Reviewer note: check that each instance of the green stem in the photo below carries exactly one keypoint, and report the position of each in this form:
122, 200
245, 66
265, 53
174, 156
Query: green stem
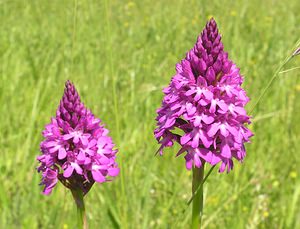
81, 216
197, 189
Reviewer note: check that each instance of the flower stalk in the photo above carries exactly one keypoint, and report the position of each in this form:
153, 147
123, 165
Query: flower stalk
81, 216
197, 191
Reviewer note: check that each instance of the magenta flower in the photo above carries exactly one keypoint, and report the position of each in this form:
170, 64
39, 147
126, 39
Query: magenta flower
205, 101
76, 149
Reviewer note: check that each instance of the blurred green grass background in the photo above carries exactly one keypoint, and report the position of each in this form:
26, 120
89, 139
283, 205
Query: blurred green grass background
120, 54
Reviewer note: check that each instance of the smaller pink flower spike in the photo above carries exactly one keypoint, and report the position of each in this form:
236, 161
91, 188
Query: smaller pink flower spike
205, 100
76, 149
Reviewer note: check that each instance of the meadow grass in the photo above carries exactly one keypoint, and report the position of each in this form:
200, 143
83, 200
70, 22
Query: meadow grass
120, 55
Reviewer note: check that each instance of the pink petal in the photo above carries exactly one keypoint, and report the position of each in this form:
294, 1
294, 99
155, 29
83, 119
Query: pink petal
213, 129
98, 177
113, 172
62, 153
185, 138
68, 172
225, 151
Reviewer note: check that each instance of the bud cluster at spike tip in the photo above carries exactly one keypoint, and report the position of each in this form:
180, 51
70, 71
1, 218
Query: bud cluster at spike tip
206, 102
76, 149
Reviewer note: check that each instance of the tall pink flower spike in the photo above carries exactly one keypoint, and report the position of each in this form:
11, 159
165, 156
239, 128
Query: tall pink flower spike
76, 149
205, 100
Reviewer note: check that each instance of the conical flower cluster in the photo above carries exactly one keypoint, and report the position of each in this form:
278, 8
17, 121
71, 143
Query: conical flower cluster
203, 108
76, 149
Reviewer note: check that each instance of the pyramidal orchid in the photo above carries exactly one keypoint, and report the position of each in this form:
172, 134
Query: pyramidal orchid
203, 110
76, 151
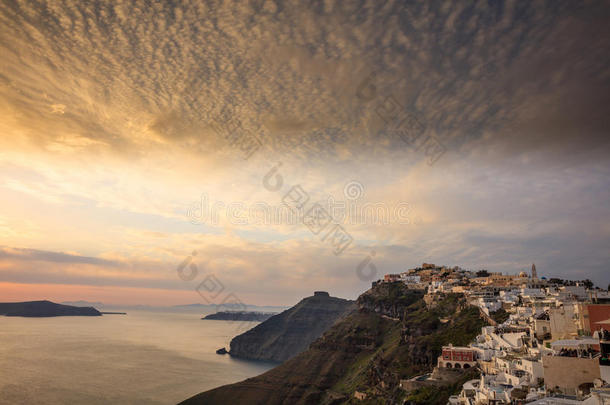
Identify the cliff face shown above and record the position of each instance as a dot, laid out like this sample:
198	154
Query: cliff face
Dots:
286	334
367	351
44	309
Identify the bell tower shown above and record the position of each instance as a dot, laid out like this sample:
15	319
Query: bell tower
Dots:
534	274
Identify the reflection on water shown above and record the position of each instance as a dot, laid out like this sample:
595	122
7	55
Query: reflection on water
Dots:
140	358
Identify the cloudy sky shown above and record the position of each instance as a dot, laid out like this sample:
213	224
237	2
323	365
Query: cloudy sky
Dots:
457	133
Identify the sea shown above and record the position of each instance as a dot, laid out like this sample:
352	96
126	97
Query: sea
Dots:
144	357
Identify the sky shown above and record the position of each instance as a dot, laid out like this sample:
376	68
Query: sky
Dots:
174	153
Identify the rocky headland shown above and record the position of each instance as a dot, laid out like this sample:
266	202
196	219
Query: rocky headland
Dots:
287	334
45	308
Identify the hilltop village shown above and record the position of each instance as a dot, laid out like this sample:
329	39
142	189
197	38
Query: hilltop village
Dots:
547	341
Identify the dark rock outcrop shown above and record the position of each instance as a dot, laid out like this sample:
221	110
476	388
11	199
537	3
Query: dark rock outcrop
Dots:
368	351
37	309
239	316
286	334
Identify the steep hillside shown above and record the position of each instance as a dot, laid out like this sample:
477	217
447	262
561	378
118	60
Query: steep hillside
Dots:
287	334
393	336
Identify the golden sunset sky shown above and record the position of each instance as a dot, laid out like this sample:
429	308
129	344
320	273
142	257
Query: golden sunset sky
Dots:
108	143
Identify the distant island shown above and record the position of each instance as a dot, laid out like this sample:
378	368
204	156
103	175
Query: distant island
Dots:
239	316
39	309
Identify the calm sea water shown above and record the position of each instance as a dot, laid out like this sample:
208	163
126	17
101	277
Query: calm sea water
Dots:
140	358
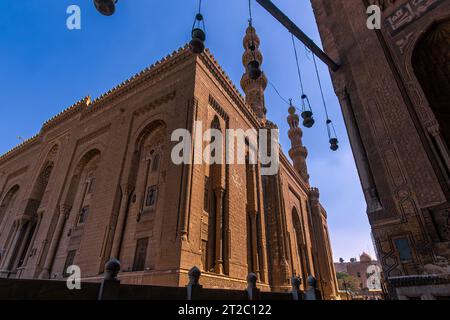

Prompt ▸ Starting with the line containing "Identify the steep" and going on through the end of the items, reproduce every line verbatim, leaving out the pictures.

Result of the exercise ▸
Identify the steep hillside shown above and record the position of each instance as a dot, laid out like this sample:
477	217
447	262
561	378
118	60
Query: steep hillside
Dots:
287	334
393	336
Identify the golden sunset sky shown above and record the position of each instance as a dot, laid out like this sample:
429	308
129	344
320	273
142	257
Query: golden sunset sky
Dots:
108	143
Identify the distant island shown above and record the position of each instance as a dot, laid out like this sample:
378	368
204	156
103	175
Query: distant island
Dots:
239	316
39	309
Identify the calm sea water shown above and record the position of each instance as a dot, laid out like this sample:
208	163
126	17
101	277
Query: calm sea water
Dots:
140	358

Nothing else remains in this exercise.